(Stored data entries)
#####
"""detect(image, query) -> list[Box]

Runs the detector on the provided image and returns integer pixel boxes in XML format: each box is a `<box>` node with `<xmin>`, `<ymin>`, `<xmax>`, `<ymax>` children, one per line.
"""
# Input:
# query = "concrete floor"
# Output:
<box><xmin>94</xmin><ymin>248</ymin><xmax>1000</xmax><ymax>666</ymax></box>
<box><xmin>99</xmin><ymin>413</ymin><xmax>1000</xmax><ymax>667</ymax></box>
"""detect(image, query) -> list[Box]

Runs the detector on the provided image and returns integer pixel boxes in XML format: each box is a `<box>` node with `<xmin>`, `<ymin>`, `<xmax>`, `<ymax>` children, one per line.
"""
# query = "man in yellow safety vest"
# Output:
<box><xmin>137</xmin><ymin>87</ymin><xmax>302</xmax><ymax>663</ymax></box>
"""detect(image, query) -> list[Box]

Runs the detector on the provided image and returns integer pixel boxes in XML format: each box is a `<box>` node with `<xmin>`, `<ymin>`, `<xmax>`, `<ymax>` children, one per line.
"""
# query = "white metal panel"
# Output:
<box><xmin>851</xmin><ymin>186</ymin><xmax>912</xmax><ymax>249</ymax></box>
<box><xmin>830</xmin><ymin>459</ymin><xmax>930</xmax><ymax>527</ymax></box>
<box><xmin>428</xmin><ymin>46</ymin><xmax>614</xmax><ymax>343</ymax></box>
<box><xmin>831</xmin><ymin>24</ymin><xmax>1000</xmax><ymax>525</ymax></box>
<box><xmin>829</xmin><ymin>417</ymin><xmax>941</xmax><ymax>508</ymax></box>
#####
> [Problem] Write every entry out again, exactly as it stands.

> [Answer section]
"""detect(image, query) -> list[Box]

Runs the detector on the provided image and returns integer pixel boxes in XML format: each box is a `<box>` node with `<xmin>`, `<ymin>`, `<xmax>`, `<ymax>` children, one per line.
"""
# Input:
# query = "concrete floor"
# Output:
<box><xmin>94</xmin><ymin>248</ymin><xmax>1000</xmax><ymax>666</ymax></box>
<box><xmin>99</xmin><ymin>413</ymin><xmax>1000</xmax><ymax>667</ymax></box>
"""detect(image, query) -> list[Box]

Runs the detector on the provided image and returns integer pixel boxes in XML format: each box is a `<box>` node with `<xmin>`, `<ymin>`, `<xmax>`, `<ymax>` children, one per line.
"""
# query = "man in yellow safety vest"
# Output:
<box><xmin>137</xmin><ymin>87</ymin><xmax>302</xmax><ymax>663</ymax></box>
"""detect(image, query) -> list[Box]

Runs the detector on the provided image and returns integer pixel boxes in XML format: each box is a `<box>` node with `<xmin>`, `<ymin>`, `<xmax>`, `<ymax>` children, one per line.
"""
# query = "white metal panel"
# Output:
<box><xmin>851</xmin><ymin>186</ymin><xmax>912</xmax><ymax>249</ymax></box>
<box><xmin>830</xmin><ymin>459</ymin><xmax>930</xmax><ymax>527</ymax></box>
<box><xmin>428</xmin><ymin>46</ymin><xmax>614</xmax><ymax>343</ymax></box>
<box><xmin>831</xmin><ymin>24</ymin><xmax>1000</xmax><ymax>525</ymax></box>
<box><xmin>829</xmin><ymin>417</ymin><xmax>941</xmax><ymax>508</ymax></box>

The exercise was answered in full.